* Work order *
Begin at the line below that has "Target: black frying pan" and stop after the line that has "[ ] locate the woman with long black hair". Please restate only those lines, word for word.

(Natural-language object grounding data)
....................

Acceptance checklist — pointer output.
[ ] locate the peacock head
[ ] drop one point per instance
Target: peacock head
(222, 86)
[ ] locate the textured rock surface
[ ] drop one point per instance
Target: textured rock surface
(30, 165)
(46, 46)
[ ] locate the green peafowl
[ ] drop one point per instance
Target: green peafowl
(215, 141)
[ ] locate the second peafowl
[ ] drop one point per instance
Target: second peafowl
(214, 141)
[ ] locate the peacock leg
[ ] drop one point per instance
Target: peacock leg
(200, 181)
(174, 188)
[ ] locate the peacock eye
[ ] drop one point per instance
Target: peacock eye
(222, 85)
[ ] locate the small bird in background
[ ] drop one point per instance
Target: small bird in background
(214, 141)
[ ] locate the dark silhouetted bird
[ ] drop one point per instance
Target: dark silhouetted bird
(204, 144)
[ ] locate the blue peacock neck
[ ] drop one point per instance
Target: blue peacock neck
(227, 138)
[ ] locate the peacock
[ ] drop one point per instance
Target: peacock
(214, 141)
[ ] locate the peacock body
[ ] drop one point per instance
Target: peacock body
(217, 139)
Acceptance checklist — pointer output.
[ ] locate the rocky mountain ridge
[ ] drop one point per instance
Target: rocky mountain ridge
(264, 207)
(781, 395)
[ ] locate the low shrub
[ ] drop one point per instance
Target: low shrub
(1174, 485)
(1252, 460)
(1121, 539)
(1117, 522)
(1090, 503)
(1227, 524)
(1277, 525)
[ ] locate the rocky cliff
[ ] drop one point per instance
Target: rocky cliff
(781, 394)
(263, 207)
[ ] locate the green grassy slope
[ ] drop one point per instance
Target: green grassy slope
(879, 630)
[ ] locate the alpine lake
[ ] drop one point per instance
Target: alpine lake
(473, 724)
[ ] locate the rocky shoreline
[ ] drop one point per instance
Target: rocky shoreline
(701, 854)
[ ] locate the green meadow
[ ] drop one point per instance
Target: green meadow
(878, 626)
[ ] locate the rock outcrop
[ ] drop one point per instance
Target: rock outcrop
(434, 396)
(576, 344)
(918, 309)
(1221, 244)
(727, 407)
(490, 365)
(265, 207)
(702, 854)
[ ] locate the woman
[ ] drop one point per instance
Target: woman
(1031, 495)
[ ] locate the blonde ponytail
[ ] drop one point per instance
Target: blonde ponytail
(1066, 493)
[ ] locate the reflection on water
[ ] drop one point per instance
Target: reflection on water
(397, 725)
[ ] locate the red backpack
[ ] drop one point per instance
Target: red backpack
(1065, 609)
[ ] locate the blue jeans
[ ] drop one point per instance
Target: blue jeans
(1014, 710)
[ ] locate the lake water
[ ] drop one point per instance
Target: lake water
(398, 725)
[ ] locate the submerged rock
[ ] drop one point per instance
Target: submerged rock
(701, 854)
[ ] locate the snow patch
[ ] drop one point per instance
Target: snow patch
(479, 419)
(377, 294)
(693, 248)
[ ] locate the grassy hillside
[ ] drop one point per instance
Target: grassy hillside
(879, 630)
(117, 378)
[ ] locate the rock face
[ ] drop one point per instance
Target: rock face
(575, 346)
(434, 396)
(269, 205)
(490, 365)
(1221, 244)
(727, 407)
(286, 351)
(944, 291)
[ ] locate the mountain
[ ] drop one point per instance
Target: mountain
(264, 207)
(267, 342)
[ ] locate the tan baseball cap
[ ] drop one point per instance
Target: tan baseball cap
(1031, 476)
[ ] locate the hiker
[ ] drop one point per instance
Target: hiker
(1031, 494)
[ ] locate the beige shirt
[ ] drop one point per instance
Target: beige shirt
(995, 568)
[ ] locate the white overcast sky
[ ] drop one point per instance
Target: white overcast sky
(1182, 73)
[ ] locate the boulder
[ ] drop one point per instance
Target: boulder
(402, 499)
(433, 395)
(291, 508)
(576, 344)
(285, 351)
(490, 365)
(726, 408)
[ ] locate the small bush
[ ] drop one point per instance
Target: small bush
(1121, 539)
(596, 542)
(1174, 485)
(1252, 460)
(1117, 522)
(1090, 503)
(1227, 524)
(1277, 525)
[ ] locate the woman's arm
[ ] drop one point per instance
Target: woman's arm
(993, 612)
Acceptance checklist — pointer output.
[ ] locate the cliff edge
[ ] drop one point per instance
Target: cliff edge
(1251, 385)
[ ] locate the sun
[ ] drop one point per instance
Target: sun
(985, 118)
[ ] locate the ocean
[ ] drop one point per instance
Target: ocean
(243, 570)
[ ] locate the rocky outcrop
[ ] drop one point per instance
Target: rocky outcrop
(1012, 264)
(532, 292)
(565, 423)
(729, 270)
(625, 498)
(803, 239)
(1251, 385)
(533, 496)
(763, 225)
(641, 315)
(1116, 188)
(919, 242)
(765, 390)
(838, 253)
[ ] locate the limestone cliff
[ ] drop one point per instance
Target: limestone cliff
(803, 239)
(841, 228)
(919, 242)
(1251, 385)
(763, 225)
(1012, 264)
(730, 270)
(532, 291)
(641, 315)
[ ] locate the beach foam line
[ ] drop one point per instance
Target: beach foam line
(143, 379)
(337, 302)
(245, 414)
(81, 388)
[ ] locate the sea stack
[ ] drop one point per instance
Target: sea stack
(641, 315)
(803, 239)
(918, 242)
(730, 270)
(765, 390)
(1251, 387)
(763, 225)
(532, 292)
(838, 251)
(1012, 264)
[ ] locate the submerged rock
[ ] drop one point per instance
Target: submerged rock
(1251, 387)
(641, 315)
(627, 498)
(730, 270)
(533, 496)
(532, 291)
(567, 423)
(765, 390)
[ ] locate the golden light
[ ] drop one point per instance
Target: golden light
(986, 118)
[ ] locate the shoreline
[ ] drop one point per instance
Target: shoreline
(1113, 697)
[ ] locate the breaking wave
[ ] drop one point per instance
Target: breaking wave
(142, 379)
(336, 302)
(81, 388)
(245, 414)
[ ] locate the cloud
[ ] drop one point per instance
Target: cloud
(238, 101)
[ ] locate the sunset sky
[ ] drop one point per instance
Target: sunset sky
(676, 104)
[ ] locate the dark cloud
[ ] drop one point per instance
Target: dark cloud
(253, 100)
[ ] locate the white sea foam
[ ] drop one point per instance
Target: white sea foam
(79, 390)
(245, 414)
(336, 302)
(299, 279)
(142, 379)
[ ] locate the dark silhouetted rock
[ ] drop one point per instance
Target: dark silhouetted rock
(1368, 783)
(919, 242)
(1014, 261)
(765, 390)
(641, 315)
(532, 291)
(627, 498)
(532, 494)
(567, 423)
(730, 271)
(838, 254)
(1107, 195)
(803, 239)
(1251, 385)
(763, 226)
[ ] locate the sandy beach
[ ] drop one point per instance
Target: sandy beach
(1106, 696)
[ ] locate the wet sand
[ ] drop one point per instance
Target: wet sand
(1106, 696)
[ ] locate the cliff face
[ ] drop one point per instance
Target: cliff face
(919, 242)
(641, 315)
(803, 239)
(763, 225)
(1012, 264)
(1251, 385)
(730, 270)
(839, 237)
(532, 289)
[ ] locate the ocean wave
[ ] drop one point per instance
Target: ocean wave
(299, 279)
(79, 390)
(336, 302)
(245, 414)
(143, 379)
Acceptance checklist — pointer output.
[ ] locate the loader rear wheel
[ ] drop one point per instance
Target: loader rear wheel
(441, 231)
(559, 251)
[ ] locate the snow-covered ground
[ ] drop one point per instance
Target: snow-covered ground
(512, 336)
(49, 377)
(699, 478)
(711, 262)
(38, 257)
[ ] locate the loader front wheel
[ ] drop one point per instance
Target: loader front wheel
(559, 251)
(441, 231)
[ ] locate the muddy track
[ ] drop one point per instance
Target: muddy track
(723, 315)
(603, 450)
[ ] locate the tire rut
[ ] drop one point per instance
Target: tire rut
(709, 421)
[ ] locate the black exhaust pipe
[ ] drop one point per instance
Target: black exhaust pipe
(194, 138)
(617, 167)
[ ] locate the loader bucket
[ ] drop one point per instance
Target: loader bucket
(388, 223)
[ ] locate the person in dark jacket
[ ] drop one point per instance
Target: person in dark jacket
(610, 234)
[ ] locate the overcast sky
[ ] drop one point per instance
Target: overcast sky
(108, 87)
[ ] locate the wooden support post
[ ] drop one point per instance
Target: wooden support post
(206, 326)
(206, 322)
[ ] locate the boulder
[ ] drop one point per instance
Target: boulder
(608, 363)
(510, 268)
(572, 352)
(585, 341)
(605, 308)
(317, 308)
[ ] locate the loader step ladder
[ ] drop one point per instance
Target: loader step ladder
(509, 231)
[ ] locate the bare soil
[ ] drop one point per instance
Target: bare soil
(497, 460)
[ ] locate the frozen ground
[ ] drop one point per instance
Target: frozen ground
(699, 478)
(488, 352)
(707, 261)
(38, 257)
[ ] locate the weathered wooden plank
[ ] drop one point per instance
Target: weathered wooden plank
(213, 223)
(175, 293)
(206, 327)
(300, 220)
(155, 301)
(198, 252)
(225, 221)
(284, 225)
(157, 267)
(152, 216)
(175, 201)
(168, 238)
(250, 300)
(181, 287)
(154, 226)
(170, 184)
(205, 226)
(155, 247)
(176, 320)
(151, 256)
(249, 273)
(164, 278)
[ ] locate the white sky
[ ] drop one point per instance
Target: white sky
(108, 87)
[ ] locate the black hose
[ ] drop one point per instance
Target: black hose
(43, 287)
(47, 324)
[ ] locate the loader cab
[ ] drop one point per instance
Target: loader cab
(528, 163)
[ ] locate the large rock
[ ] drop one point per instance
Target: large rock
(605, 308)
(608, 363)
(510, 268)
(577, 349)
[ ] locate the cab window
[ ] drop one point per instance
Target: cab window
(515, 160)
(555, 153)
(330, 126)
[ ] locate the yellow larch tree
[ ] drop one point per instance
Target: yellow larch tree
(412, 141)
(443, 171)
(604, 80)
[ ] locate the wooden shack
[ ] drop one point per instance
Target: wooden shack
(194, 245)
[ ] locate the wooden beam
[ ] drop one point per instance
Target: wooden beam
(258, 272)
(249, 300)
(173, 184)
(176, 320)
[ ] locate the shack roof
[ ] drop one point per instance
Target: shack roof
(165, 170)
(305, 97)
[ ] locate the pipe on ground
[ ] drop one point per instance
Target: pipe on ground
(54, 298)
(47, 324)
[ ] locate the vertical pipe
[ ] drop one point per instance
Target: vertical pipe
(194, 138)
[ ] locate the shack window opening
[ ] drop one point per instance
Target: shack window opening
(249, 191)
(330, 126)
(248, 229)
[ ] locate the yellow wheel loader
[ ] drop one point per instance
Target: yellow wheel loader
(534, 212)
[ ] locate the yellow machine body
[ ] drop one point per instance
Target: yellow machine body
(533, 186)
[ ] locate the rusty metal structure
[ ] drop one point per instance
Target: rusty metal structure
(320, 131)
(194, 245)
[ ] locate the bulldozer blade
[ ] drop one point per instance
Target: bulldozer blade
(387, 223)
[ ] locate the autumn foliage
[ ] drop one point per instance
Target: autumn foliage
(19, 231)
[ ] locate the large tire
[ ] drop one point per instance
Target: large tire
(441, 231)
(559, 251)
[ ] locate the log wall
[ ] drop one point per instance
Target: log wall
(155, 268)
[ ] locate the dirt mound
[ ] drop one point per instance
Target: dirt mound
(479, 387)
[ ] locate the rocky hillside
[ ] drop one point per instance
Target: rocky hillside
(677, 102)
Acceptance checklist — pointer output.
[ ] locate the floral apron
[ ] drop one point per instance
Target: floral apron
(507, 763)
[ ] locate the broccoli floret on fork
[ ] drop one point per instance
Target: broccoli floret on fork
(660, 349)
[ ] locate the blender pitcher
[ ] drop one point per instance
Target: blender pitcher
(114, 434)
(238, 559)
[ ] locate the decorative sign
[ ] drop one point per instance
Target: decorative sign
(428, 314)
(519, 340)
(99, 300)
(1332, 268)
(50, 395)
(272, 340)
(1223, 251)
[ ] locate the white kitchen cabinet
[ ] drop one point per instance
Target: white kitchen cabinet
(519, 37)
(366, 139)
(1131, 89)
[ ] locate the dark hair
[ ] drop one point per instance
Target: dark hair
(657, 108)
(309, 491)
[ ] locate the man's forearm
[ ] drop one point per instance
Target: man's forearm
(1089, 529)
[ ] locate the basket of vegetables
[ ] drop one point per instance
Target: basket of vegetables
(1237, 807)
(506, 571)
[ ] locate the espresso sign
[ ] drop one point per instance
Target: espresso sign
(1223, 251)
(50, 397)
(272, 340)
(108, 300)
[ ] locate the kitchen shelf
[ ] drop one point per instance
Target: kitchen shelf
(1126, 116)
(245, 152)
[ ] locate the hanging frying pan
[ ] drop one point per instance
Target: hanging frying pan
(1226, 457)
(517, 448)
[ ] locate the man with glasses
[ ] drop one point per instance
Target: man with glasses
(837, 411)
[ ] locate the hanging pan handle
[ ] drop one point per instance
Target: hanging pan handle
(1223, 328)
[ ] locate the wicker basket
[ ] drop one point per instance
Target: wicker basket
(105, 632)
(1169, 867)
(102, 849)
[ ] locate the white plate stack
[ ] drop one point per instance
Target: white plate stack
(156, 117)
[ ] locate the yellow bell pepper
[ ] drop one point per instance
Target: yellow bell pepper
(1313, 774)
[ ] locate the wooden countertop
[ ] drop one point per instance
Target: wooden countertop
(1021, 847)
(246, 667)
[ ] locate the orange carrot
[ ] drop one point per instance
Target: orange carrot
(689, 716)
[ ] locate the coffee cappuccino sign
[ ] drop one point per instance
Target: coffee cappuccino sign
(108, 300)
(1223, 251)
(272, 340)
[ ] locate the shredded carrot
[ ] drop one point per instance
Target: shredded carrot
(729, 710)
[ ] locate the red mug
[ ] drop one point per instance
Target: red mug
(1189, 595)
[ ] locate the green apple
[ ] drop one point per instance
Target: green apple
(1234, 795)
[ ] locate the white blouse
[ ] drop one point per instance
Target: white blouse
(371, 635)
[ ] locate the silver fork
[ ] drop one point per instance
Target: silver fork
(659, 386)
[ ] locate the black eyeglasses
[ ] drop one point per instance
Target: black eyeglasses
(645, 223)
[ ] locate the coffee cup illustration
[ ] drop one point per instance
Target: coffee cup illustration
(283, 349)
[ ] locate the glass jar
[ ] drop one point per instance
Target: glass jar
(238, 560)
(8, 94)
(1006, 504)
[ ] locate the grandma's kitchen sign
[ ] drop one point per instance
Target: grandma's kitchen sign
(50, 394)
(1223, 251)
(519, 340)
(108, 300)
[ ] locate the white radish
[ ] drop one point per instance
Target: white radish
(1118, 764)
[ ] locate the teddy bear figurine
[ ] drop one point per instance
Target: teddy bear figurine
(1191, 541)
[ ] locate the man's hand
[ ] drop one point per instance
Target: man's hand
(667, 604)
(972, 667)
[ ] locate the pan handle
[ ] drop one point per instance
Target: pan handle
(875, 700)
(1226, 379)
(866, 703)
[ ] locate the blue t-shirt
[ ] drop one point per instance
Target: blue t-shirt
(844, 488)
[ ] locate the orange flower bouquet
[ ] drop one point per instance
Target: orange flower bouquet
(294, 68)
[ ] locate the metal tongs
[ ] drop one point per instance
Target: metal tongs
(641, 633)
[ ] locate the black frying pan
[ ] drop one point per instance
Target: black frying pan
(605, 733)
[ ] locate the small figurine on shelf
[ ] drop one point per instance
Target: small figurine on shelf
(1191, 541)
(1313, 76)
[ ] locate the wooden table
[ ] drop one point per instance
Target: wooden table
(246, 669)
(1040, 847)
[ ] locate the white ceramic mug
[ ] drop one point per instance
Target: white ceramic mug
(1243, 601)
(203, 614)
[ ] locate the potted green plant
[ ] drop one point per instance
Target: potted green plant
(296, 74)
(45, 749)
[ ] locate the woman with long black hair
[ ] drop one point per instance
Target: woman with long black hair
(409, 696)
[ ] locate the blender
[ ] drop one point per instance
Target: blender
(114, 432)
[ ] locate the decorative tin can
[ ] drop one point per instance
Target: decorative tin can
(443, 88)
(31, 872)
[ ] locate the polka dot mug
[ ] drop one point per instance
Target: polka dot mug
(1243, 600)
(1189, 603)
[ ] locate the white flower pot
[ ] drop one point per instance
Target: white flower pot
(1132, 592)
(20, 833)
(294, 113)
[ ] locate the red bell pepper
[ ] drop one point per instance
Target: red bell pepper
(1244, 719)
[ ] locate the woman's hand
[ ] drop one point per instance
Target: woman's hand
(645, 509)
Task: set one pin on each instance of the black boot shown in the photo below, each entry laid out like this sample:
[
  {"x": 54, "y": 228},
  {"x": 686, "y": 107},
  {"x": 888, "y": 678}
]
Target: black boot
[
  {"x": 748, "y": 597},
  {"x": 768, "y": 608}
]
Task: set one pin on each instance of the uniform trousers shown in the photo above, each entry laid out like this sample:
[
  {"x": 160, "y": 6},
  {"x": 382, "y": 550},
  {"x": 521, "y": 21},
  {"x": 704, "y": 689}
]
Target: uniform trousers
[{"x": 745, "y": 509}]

....................

* Result of the task *
Target: black frying pan
(605, 733)
[ ] locate the small figurine on shelf
[ ] drop one point per instance
Target: small figurine on shelf
(1191, 541)
(1313, 76)
[ ] locate the wooden table
[ ] drop one point per instance
Target: wooden table
(246, 669)
(1040, 847)
[ ] locate the white ceramic mug
[ ] drop one point per instance
Target: white ceramic mug
(1243, 601)
(203, 614)
[ ] locate the potted green plant
[ ] drop one point per instance
Target: potted green plant
(296, 74)
(45, 749)
[ ] locate the woman with long black hair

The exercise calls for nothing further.